**STATED GOAL**. Print every line of the material below, unchanged.

□ □ □ □ □

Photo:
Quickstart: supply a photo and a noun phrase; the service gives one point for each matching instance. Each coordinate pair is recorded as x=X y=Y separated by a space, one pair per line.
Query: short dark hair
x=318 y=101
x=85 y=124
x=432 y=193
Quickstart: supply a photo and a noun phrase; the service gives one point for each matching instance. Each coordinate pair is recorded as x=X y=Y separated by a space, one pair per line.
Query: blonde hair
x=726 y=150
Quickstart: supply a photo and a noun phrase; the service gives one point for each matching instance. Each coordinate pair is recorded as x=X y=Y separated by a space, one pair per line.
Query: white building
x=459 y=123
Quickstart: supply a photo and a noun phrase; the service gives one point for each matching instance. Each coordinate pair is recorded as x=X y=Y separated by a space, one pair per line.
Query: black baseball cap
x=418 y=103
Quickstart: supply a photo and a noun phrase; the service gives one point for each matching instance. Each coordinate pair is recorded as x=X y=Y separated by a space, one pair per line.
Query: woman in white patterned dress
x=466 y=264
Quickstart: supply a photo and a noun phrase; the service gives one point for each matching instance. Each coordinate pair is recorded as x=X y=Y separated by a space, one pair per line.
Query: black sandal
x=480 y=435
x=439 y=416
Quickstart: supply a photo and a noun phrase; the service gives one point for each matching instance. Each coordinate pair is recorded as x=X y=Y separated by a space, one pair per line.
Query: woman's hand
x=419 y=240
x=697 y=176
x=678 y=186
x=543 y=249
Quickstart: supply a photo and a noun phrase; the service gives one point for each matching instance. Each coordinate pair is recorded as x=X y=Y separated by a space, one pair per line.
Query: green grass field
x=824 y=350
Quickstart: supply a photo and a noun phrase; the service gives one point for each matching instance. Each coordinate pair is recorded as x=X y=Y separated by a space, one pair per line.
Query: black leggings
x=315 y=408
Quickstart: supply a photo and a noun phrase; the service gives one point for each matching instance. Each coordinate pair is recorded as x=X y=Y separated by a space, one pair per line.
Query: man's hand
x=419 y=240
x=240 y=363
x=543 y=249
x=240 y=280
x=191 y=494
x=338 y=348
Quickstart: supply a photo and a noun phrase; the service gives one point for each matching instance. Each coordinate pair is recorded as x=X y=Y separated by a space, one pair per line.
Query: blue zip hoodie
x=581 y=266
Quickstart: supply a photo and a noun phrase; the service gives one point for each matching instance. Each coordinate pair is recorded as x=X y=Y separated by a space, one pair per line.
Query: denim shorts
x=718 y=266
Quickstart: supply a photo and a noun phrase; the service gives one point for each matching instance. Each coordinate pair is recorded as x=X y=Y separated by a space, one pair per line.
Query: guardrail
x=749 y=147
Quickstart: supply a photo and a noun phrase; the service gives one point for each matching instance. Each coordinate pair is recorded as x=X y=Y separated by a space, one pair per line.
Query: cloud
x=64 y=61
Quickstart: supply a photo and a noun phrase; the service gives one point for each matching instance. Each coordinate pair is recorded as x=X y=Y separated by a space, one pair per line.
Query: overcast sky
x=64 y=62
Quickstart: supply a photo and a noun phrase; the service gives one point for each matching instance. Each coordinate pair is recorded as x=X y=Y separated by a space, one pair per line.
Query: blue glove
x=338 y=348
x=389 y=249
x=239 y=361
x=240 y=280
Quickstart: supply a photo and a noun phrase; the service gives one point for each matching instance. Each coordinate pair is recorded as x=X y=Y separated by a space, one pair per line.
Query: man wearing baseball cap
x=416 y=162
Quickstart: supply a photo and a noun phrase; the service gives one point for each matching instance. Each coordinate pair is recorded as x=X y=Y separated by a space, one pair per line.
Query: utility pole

□ □ □ □ □

**TASK RESULT**.
Photo:
Quickstart: supply a photo and a noun phrase; the service gives one point for each matching instance. Each coordinate pair is recorded as x=X y=Y separated by a space, one pair per line.
Query: short dark hair
x=318 y=101
x=85 y=124
x=432 y=193
Quickstart: supply a photo and a noun phrase; the service gives one point for each matching instance. Each coordinate pair is recorded as x=X y=Y separated by a space, one pair per line.
Query: blonde hair
x=726 y=150
Quickstart: supply a photo and a noun phrase; the service gives one point for each matching instance. Each coordinate pair is recorded as x=X y=Y separated by a space, one pair per line.
Query: white building
x=459 y=123
Quickstart: supply a photo and a noun phrase; the service gives one point for each matching instance. Each coordinate pair is recorded as x=X y=Y separated by a space, one pair per line.
Query: black baseball cap
x=418 y=103
Quickstart: supply a photo and a noun phrase; the service gives one point for each matching instance. Each coordinate pair is recorded as x=X y=Y separated by a space, one pair per line.
Query: woman in white patterned dress
x=466 y=264
Quickstart: supply a photo and a noun phrase; the service gives one point for each matching instance. Each coordinate pair is recorded as x=X y=Y separated by a space, one pair per line.
Query: black sandal
x=480 y=435
x=439 y=416
Quickstart: supply a photo and a noun phrase; the service gives one point for each matching instance. Each coordinate pair is recorded as x=X y=Y separated by a space, one pair per line.
Query: woman's hand
x=419 y=240
x=697 y=176
x=678 y=186
x=543 y=249
Quickstart: supply a photo and a noun phrase; the service gives one point for each matching instance. Each coordinate pair is recorded as x=X y=Y separated by a space, one pair per line.
Query: green grass field
x=824 y=350
Quickstart: supply a photo and a noun phrase; the service gives one point for each matching instance. Each coordinate pair is recorded as x=X y=Y separated by a space, one pair per line.
Query: black leggings
x=315 y=408
Quickstart: supply a photo and a noun phrase; the service gives one point for each matching instance. Each coordinate pair is recorded as x=X y=Y separated by a space, one pair per line.
Query: man's hand
x=419 y=240
x=240 y=363
x=543 y=249
x=240 y=280
x=191 y=494
x=338 y=348
Quickstart: supply a photo and a noun phrase; the service gives one point for each matching instance. Each coordinate pair is recorded as x=X y=Y separated by a space, one pair per line.
Query: blue zip hoodie
x=581 y=266
Quickstart: supply a photo and a noun phrase; the service gives one point for each matching instance. Each coordinate pair is recorded as x=X y=Y separated by a space, one pair per line.
Query: denim shorts
x=718 y=266
Quickstart: supply a photo and a noun phrase; the service gives one point for each matching instance. Each coordinate pair is recorded as x=X y=Y separated by a space, one pair per line.
Query: guardrail
x=749 y=147
Quickstart: supply a photo and a noun phrase; the service gives one point for each matching instance. Each coordinate pair is recorded as x=X y=Y separated by a space, one pair per line.
Query: cloud
x=64 y=61
Quickstart: supply a photo and a noun phrase; the service gives one point for each matching instance. Each coordinate pair is recorded as x=X y=Y separated by a space, one pair per line.
Query: overcast sky
x=64 y=62
Quickstart: supply a photo and a noun phrase; the service gives one point for each matching instance. Each coordinate pair is recorded as x=X y=Y separated by a space, one pair per line.
Query: blue glove
x=338 y=348
x=389 y=249
x=239 y=361
x=240 y=280
Quickstart: supply a photo and a noun phrase; the service gives one point for each matching instance. Each coordinate pair is recorded as x=X y=Y separated by a space, one pair per line.
Query: man wearing baseball cap
x=416 y=162
Quickstart: supply a photo and a noun phrase; the service gives one point for each matching instance. Each coordinate pair is recorded as x=X y=Y separated by a space, one pair per line.
Query: utility pole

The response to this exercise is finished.